>> BEGIN DATA SUPPLIED

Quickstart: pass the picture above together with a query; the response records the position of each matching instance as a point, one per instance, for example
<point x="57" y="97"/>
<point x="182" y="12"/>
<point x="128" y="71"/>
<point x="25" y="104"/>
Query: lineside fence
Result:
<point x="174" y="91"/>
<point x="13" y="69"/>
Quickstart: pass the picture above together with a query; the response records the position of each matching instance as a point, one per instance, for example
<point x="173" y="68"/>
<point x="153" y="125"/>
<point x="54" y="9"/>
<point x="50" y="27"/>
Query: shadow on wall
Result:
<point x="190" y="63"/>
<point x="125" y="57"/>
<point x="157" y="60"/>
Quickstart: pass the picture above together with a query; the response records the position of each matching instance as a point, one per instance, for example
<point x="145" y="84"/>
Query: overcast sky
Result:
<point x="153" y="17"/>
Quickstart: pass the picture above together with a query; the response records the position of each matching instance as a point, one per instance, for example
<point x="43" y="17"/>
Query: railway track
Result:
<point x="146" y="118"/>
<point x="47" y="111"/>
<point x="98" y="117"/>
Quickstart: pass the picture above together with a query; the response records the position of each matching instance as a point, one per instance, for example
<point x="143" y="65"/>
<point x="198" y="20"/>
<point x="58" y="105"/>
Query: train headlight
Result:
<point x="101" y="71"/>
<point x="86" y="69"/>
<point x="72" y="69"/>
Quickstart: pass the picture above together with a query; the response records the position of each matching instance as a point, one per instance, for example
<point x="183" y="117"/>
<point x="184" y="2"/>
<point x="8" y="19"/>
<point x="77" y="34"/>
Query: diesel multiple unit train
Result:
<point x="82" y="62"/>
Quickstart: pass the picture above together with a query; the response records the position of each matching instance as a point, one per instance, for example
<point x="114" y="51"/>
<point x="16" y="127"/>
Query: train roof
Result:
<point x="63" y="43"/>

>> END DATA SUPPLIED

INSTRUCTIONS FOR THE TASK:
Copy out all of the rows above word for word, leaving nothing out and changing nothing.

SOLUTION:
Quickstart: pass the picture above together with a query; the response records the position of each matching instance as a point, one per instance, for example
<point x="57" y="97"/>
<point x="182" y="12"/>
<point x="128" y="71"/>
<point x="25" y="104"/>
Query: lineside fence
Result:
<point x="174" y="91"/>
<point x="13" y="69"/>
Quickstart: pass the picture above together with a query; the response records the position of each matching instance as a point, one per instance, for example
<point x="173" y="68"/>
<point x="153" y="125"/>
<point x="54" y="9"/>
<point x="50" y="27"/>
Query: shadow on wall
Result:
<point x="190" y="63"/>
<point x="125" y="57"/>
<point x="157" y="60"/>
Quickstart: pass the picture above together with a query; the response records the position of each matching instance as a point, one per instance, for example
<point x="145" y="84"/>
Query: overcast sky
Result:
<point x="153" y="17"/>
Quickstart: pass the picture above together with a query; the response records the position of each matching instance as a point, one per instance, for example
<point x="43" y="17"/>
Query: railway track
Result:
<point x="146" y="118"/>
<point x="47" y="111"/>
<point x="98" y="117"/>
Quickstart: pass the picture above together with a query; the response records the position of each matching instance as a point, one per instance, for example
<point x="143" y="65"/>
<point x="198" y="20"/>
<point x="58" y="105"/>
Query: train headlight
Result:
<point x="101" y="71"/>
<point x="86" y="69"/>
<point x="72" y="69"/>
Quickstart: pass the picture above together with a query; the response records the position of each matching instance as a point, one per instance, for example
<point x="183" y="117"/>
<point x="184" y="2"/>
<point x="8" y="19"/>
<point x="77" y="34"/>
Query: diesel multiple unit train
Result:
<point x="82" y="62"/>
Quickstart: pass the picture above together with a query; the response records the position of each matching instance as a point, one per instance, for example
<point x="114" y="51"/>
<point x="16" y="127"/>
Query: train roof
Result:
<point x="63" y="43"/>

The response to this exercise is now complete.